_DATA FOR THE TASK_.
______________________________

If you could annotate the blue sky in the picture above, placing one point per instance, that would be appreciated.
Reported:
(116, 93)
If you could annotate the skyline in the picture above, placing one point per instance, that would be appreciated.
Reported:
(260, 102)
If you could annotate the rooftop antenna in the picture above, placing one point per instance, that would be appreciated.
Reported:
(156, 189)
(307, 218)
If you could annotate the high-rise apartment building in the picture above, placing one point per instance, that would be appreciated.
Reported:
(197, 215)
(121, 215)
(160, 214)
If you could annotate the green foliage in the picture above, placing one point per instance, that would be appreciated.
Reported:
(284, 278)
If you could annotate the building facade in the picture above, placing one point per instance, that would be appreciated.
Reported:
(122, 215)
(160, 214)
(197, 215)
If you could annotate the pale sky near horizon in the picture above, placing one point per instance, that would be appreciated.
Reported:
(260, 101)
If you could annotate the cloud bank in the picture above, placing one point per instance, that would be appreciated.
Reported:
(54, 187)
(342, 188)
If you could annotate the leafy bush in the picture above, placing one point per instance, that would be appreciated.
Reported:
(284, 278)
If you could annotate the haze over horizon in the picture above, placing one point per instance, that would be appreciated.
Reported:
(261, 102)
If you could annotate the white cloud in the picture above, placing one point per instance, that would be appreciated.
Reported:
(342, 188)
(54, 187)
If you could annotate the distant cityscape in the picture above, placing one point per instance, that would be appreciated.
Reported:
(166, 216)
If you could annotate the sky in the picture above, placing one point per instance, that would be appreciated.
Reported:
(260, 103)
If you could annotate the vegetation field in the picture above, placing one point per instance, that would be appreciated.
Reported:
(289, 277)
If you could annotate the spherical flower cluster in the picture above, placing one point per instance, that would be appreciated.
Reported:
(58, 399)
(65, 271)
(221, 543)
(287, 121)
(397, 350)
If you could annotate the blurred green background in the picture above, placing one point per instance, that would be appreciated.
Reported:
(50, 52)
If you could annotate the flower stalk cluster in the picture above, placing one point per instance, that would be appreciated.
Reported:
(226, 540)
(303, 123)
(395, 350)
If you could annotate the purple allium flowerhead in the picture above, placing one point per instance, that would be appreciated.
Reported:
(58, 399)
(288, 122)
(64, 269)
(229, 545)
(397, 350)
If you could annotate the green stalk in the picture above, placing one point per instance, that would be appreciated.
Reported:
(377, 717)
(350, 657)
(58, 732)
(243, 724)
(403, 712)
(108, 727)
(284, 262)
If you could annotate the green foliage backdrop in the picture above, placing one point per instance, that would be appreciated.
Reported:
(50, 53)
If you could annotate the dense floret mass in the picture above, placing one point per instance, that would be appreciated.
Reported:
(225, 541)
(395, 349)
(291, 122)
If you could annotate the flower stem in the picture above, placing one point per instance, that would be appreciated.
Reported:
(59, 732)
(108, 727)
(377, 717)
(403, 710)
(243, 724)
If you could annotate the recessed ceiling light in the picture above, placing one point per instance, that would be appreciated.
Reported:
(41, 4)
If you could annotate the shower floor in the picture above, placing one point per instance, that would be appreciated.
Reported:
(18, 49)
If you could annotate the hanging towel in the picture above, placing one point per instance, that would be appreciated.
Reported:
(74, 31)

______________________________

_DIRECTIONS FOR THIS TASK_. Find each line of the data above that holds the word "cloud", then copy it.

_COMPLETED EXERCISE_.
If you could annotate the cloud bank in the picture above, placing one point per instance, that would be appreciated.
If you could annotate the white cloud in the picture above, placing one point per instance, that would be appreciated.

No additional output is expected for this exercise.